Stated goal >> Print each of the lines below, reproducing every character without any change.

[Excerpt from a dataset]
※
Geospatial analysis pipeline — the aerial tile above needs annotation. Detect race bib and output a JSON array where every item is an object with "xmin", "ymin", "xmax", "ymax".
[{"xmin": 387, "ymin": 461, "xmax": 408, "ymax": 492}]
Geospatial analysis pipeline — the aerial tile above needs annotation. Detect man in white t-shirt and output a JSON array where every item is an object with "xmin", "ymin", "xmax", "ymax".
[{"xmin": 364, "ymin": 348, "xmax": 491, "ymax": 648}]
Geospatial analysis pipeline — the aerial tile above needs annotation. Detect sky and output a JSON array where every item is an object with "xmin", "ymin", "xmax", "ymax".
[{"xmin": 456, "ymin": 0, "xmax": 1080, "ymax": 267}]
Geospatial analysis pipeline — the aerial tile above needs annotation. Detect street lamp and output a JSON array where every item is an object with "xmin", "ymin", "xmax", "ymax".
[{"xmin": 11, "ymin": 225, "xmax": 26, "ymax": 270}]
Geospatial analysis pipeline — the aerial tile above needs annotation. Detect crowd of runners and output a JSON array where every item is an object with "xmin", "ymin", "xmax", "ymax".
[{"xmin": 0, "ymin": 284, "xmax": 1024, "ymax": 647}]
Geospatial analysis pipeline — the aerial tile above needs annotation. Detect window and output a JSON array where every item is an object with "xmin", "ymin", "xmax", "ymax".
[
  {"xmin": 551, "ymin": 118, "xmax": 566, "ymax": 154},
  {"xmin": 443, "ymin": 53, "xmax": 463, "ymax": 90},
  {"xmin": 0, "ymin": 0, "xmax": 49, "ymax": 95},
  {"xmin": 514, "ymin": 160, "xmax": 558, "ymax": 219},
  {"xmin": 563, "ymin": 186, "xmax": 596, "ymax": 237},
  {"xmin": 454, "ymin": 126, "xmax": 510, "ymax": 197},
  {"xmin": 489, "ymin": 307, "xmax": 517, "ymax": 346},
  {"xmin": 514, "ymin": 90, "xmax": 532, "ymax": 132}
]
※
Task solution >>
Geospatial analysis pipeline — the aerial tile above needs annotation. Detect race bib and output a JSON array where every item is an object with "xmin", "ymin", "xmax", "ymax".
[{"xmin": 387, "ymin": 461, "xmax": 408, "ymax": 492}]
Geospatial analysis pipeline — the aerial tile above needs annotation. Detect man in white t-shirt and output a JSON array where every item is an object with "xmin", "ymin", "xmax", "ymax".
[{"xmin": 364, "ymin": 348, "xmax": 491, "ymax": 648}]
Geospatial analysis pipeline — the aerial tile above needs annotation. Detect sky and output a JSON array where every item is an object with "xmin", "ymin", "xmax", "ymax".
[{"xmin": 456, "ymin": 0, "xmax": 1080, "ymax": 267}]
Geospatial analysis pipeline — the aerial tile above needs annotation. Detect street lamp and output a JSON array where every item is an object with "xmin", "ymin", "xmax", "ymax".
[{"xmin": 11, "ymin": 225, "xmax": 26, "ymax": 270}]
Geospatial analysis pipeline — the aerial tile above needs annotation. Detect crowd of runners and output a JSON array where every item is an object with "xmin", "ymin", "xmax", "ymax".
[{"xmin": 0, "ymin": 284, "xmax": 1024, "ymax": 647}]
Geospatial analysis pipeline — the aerial tile above needs annotation. Detect window and output a JSON array where every item is an object with "xmin", "ymin", "xmax", "ymax".
[
  {"xmin": 551, "ymin": 118, "xmax": 566, "ymax": 154},
  {"xmin": 443, "ymin": 53, "xmax": 463, "ymax": 90},
  {"xmin": 0, "ymin": 0, "xmax": 49, "ymax": 95},
  {"xmin": 514, "ymin": 160, "xmax": 558, "ymax": 219},
  {"xmin": 563, "ymin": 186, "xmax": 596, "ymax": 237},
  {"xmin": 454, "ymin": 126, "xmax": 510, "ymax": 197},
  {"xmin": 489, "ymin": 307, "xmax": 517, "ymax": 346},
  {"xmin": 514, "ymin": 90, "xmax": 532, "ymax": 132}
]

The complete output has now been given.